▶ WHAT YOU SHOULD DO: Print the lines of the data below verbatim, starting with the line containing "pin: silver car" and going on through the line containing "Target: white hotel building", with both of those lines included.

▶ DATASET EXTRACT:
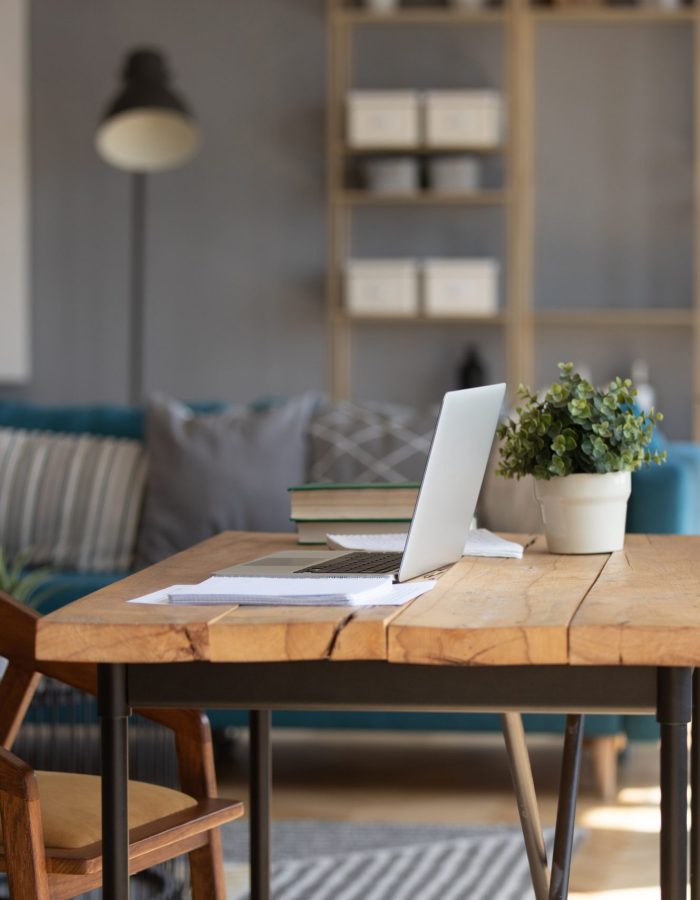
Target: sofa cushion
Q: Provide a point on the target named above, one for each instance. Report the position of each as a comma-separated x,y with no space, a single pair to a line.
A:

* * *

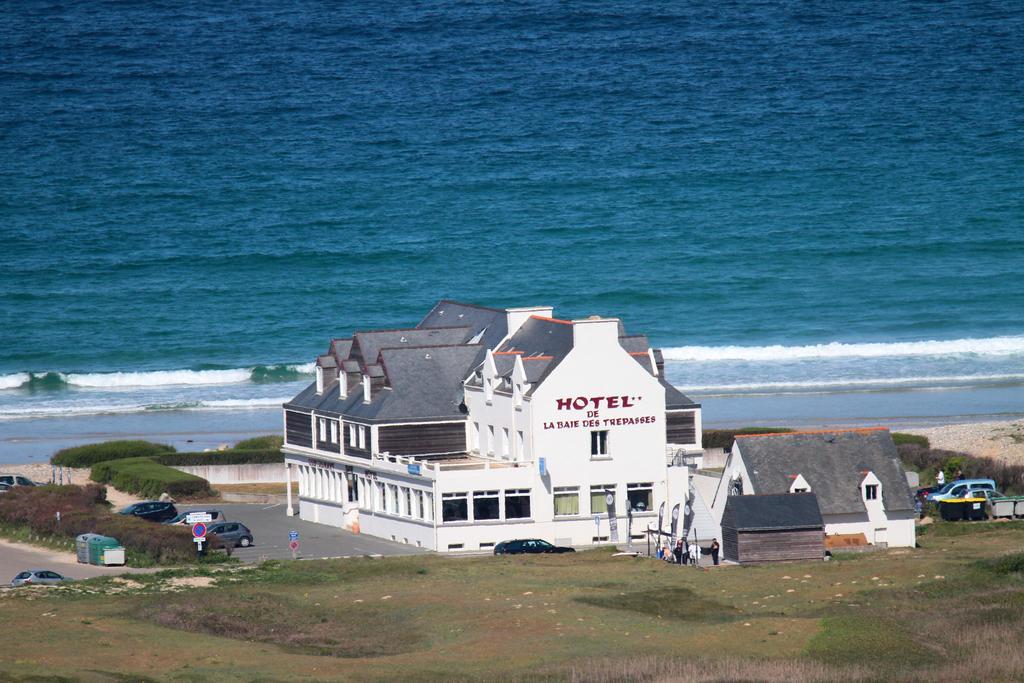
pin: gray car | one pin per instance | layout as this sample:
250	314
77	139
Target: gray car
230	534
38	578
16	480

==

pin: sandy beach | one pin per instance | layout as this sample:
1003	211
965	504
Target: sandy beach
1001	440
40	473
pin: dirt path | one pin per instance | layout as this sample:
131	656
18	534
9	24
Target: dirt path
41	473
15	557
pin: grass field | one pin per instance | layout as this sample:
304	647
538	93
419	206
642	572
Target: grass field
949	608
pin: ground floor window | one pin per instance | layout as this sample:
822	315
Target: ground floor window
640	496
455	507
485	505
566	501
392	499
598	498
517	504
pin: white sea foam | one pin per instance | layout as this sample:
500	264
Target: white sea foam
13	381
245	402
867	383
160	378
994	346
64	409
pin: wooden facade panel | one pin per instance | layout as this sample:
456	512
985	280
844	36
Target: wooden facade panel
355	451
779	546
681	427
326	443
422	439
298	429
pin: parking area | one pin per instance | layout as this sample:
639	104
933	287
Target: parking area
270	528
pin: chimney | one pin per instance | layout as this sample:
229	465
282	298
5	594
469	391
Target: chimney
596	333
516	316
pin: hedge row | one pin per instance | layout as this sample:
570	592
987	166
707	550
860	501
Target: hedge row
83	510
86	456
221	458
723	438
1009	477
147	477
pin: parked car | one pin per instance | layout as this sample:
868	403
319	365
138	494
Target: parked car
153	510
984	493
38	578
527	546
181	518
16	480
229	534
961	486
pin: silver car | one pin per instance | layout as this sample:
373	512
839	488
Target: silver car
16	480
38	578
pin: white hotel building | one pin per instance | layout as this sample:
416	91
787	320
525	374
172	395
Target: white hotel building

▶ RESULT OF THE TASK:
pin: silver car | one pin per instance | layout as this sample:
373	512
839	488
Target: silver car
16	480
38	578
pin: white hotel building | one pin per instance | layout as this sample:
416	91
787	320
525	374
172	395
Target: white hotel building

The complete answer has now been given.